Leave out the images; return the rest of the data exactly.

BEGIN The data

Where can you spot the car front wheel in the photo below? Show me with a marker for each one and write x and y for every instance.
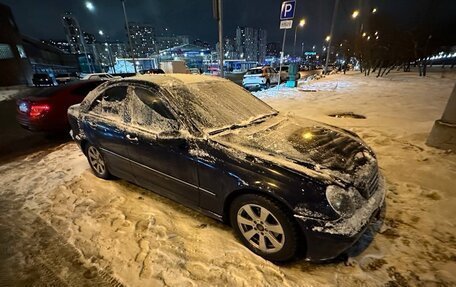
(264, 227)
(97, 162)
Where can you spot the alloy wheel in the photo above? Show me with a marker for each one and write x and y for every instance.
(96, 160)
(261, 228)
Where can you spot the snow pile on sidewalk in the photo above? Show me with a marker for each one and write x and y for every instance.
(117, 232)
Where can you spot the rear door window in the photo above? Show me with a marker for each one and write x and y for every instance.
(111, 102)
(146, 110)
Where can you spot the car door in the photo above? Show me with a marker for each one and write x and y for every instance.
(274, 76)
(159, 153)
(104, 125)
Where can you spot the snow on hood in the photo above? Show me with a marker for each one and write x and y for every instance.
(305, 146)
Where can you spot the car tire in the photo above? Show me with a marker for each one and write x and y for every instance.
(265, 227)
(97, 162)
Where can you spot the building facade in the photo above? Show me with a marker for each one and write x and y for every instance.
(15, 68)
(167, 42)
(73, 33)
(251, 43)
(143, 39)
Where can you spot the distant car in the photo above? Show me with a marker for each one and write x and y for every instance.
(284, 76)
(40, 80)
(152, 71)
(194, 71)
(262, 77)
(284, 184)
(100, 76)
(66, 78)
(46, 109)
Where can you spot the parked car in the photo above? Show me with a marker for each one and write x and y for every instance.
(262, 77)
(46, 109)
(284, 184)
(284, 76)
(40, 80)
(100, 76)
(66, 78)
(152, 71)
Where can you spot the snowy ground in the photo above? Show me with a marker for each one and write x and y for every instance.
(60, 224)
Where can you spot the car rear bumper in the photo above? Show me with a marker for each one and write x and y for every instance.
(327, 240)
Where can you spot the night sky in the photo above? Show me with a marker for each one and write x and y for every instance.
(41, 18)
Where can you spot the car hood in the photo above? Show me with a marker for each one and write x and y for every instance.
(305, 146)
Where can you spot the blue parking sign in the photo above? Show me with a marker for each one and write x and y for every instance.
(287, 10)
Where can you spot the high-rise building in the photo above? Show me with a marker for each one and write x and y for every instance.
(143, 39)
(251, 43)
(73, 33)
(59, 44)
(167, 42)
(273, 49)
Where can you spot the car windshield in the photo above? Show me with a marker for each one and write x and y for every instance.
(216, 105)
(254, 72)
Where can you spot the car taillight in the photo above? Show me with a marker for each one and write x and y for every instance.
(37, 110)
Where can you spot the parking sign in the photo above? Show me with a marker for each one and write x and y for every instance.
(287, 10)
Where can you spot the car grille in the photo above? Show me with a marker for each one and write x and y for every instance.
(371, 184)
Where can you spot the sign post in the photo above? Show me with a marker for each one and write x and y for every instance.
(286, 22)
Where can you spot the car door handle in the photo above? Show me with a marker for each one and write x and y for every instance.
(92, 124)
(132, 138)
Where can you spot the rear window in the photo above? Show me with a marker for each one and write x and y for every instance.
(84, 89)
(255, 72)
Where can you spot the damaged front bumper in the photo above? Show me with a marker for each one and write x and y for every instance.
(328, 239)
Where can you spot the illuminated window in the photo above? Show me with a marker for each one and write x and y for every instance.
(5, 51)
(21, 51)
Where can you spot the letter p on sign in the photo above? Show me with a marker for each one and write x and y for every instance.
(287, 10)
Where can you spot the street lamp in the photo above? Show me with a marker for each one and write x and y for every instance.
(90, 6)
(302, 22)
(355, 14)
(129, 35)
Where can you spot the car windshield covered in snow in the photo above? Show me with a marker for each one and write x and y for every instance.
(215, 105)
(254, 72)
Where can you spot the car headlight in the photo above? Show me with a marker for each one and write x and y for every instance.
(344, 202)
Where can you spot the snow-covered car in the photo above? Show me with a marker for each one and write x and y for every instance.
(66, 78)
(40, 80)
(284, 184)
(262, 77)
(284, 74)
(100, 76)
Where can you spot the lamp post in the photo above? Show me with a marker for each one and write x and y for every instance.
(302, 22)
(329, 38)
(129, 35)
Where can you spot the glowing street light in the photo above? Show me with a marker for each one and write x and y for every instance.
(355, 14)
(90, 6)
(302, 22)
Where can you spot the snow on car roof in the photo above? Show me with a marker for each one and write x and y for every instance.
(170, 79)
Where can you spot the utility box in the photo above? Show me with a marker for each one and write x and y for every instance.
(292, 81)
(173, 67)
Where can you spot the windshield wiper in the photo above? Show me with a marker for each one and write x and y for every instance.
(236, 126)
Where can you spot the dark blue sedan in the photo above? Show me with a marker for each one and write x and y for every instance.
(286, 185)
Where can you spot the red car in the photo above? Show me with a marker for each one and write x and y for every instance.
(45, 109)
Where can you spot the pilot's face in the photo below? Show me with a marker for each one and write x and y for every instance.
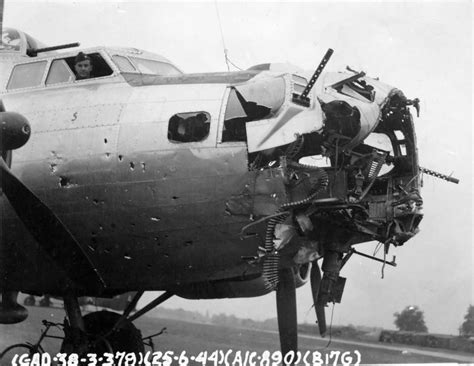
(83, 69)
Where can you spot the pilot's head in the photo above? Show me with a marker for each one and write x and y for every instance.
(83, 66)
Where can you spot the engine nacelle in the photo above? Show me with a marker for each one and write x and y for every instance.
(14, 131)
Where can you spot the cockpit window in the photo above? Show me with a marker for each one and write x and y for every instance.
(59, 72)
(123, 63)
(100, 67)
(27, 75)
(155, 67)
(189, 127)
(251, 102)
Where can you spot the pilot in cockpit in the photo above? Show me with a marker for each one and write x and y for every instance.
(83, 66)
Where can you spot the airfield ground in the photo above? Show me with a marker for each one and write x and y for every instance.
(195, 338)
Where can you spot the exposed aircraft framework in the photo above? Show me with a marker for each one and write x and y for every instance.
(202, 185)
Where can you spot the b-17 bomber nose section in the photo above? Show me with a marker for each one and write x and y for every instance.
(14, 131)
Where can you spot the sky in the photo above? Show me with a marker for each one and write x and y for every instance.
(423, 48)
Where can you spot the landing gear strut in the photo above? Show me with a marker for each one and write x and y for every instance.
(104, 331)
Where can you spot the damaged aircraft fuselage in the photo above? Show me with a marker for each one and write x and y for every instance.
(208, 184)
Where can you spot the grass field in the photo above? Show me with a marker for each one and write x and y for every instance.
(195, 338)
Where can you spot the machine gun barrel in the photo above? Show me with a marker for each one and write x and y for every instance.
(303, 98)
(318, 71)
(439, 175)
(32, 52)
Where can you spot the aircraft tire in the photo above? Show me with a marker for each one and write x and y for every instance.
(29, 301)
(126, 339)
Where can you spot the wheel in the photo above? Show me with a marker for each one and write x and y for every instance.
(126, 339)
(29, 301)
(45, 302)
(7, 356)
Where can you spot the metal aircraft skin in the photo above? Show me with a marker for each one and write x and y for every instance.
(198, 184)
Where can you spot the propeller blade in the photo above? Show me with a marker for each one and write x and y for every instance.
(286, 310)
(315, 279)
(49, 231)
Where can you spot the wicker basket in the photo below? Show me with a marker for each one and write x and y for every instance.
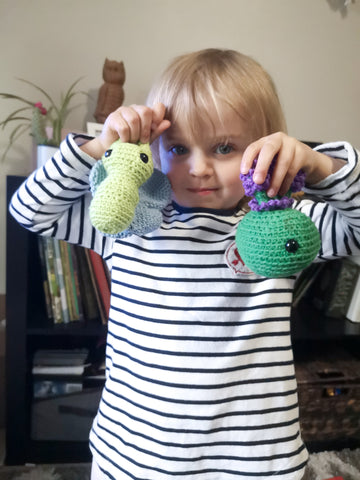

END The data

## [Exercise output]
Where can you spot the car front wheel in the photo below? Show me with a marker for each one and write x and y for every instance.
(264, 227)
(97, 162)
Where can you spot the alloy wheel in the photo above? Show me with a marker for each one and write x and y for every instance.
(96, 160)
(261, 228)
Where can you spot the snow pile on sidewalk in the photo above? Show me with a marker for each one and write x and y for every instance.
(117, 232)
Where can you spot the rear door window in the photo above? Show me with a marker for each one and write x and y for every instance.
(111, 102)
(146, 110)
Where can you spot the car door in the photo above? Show me with a marker for each one and write x and y for every instance.
(274, 76)
(159, 153)
(104, 125)
Where can you spot the snow on hood in the photo above? Show me with a marker for each one and write x and y for every instance.
(305, 146)
Where can you spot the car tire in the photo above? Show me with a marker for each one and write x and y for every instance.
(265, 227)
(97, 162)
Where can you spot the building facade in the photo above? Show me with a marker for each one and write x and y for every instance.
(15, 68)
(167, 42)
(73, 33)
(251, 43)
(143, 39)
Where can you spot the distant car in the photo above? Show me with a marker for each one and write x and y for every instance.
(284, 76)
(40, 80)
(152, 71)
(194, 71)
(262, 77)
(284, 184)
(100, 76)
(66, 78)
(46, 109)
Where can you spot the parked car in the photo above? Show me with a marker for each one and write x and y for every instance.
(262, 77)
(46, 109)
(284, 184)
(284, 76)
(40, 80)
(100, 76)
(66, 78)
(152, 71)
Where can you spot the snowy ground in the photo above? Show me with a marker for each one and write x and y for every instance.
(60, 224)
Where can you spot the car rear bumper in the photo above? Show me with a marker for each one and write x and y for every instance.
(327, 240)
Where can you spot the night sky in the photo above? Show me with a marker for each one and write x and y for every instance.
(41, 18)
Where can you spot the car hood in the photo above? Show me with a marker for each one and write x and y for every instance.
(305, 146)
Where can you spot the blue parking sign in the photo above? Show me with a marker for each one and write x and y for every instance.
(287, 10)
Where can you spot the high-rise building in the photo above? Show me with a marker for each one and write x and y for every instance.
(143, 39)
(251, 43)
(73, 33)
(59, 44)
(167, 42)
(273, 49)
Where can you spot the car windshield in the photo above? Show me with a marker for each one and write x and y for every instance.
(216, 105)
(254, 72)
Where can you spot the car taillight in the photo above? Show me with a marker for each one and write x and y for every instance.
(37, 110)
Where can you spot the parking sign in the photo above? Show me with a marker for each one and write x and y for every instance.
(287, 10)
Where can you spot the car grille in the photo above? Show me with a marker for each one and write x and y for every instance.
(371, 184)
Where can you spot the sign post in the photo above? Show me with a marker for each one and write x and y for every instance.
(286, 22)
Where can you spot the car door handle in the photo above? Show me with a marker for each one and write x and y for every instance.
(92, 124)
(132, 138)
Where can you spot the rear window in the photo above? Show me with a marker for each one and write x and y for every instance.
(84, 89)
(255, 72)
Where can you spot the damaged front bumper in the photo above? Show me with a marker for each one and write x and y for every instance.
(328, 239)
Where can you spot the illuminated window in the photo above? Show me with a marker for each one and write x and y for every instance.
(5, 51)
(21, 51)
Where can you spot the letter p on sign in the photo above? Show me with a marker for each one and write x and y for every instance.
(287, 10)
Where can you spot the street lamp in the photo above? Show me with a marker for each one and write x and y for every instance.
(90, 6)
(302, 22)
(355, 14)
(129, 35)
Where can you spot the car windshield covered in snow in the photo above? Show me with a marker for each one and write x and y for every instance.
(215, 105)
(254, 72)
Where can you spot the car headlight in the photo above? Show me with a marker for each one and write x and y for every instance.
(344, 202)
Where can you spot the snow-covered car in the photo above? Show me with a marker for each one and write x and y for every instance.
(66, 78)
(40, 80)
(284, 184)
(262, 77)
(284, 74)
(100, 76)
Where can you spot the lamp post in the photo above? Show me with a marker for each one and write x and y for every instance.
(302, 22)
(329, 38)
(129, 35)
Where can you spot the glowing street light in the photo above? Show me with a marker for each one and write x and y for every instance.
(355, 14)
(90, 6)
(302, 22)
Where can you spot the snow on car roof in the photo above? Show me with a marker for each one and write x and y for every instance.
(170, 79)
Where can you spot the utility box in the photo above? Show me with a marker for each one and write x and y for every instance.
(292, 81)
(173, 67)
Where can you spot the windshield wiper in the photo above? Show me with a marker for each one and write x and y for every instance.
(236, 126)
Where can you spot the dark blue sedan in the photo above? Show me with a marker for each one and write x and y for every instance.
(286, 185)
Where can you spot the red car in the photo above? Show me with a marker for each one and write x and y for every instance.
(45, 109)
Where can you spot the pilot's face in the photo below? Show me with a marker for each one and write x and y for every instance.
(83, 69)
Where can you spot the pilot's head in the photo above? Show me with a marker for each one and write x and y for every instance.
(83, 66)
Where can you spot the engine nacelle in the photo above? Show me with a marker for each one and write x and y for every instance.
(14, 131)
Where can you spot the cockpit window in the photo above? Show me with a marker for each one and write x and y for every instance.
(59, 72)
(123, 63)
(100, 67)
(27, 75)
(155, 67)
(189, 127)
(251, 102)
Where can you spot the pilot in cockpit in the photo above? Show me with a marker for each one and write x and y for every instance.
(83, 66)
Where can you spot the airfield ground in the photo above? Show me with a marker for each one and write x and y for every instance.
(195, 338)
Where can you spot the exposed aircraft framework in the photo above? Show me with a marker for each one and write x and y for every instance.
(202, 185)
Where can you spot the b-17 bomber nose section in the photo above? Show me with a marker for each one and write x and y for every instance.
(14, 131)
Where can you spot the sky in the photo above? Show me with a marker for each one and write x and y for every instance.
(423, 48)
Where can you spot the landing gear strut in the photo above? Show me with a marker for each one and write x and y for every instance.
(104, 331)
Where can you spot the damaged aircraft fuselage in the photo above? Show me with a marker for each one and write x and y for every instance.
(208, 184)
Where can you spot the grass field in the photo above? Show me with a marker for each one and write x and y for every instance.
(195, 338)
Where can you spot the machine gun barrel in the photo above? Show me with a marker for each one and write x and y for every instance.
(303, 98)
(318, 71)
(439, 175)
(32, 52)
Where can you spot the aircraft tire in the photo above? Show me with a marker for each one and write x and y for every instance.
(29, 301)
(126, 339)
Where can you spot the wheel in the photo above? Show me with a marker for each one and write x and y for every instance.
(126, 339)
(29, 301)
(45, 302)
(7, 356)
Where can you spot the metal aircraft skin in the photo above? Show me with a marker for each one and write x and y for every instance.
(198, 184)
Where can you spot the propeller blade in the photo above? Show me with a marker for each one and write x and y for every instance.
(286, 310)
(315, 279)
(49, 231)
Where can you spot the wicker basket in the photo below? Show me with a marker for each one and write x and y for every instance.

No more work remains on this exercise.